<<<<

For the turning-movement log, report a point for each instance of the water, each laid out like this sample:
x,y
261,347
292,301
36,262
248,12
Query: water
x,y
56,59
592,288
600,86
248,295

>>>>

EXERCISE DESCRIPTION:
Your task is to copy all of the entries exactly.

OUTPUT FOR THIS TASK:
For the turning-movement log, report a point for each instance of the water, each laid out like this sample:
x,y
261,347
292,301
36,262
248,12
Query: water
x,y
56,59
592,288
600,86
248,295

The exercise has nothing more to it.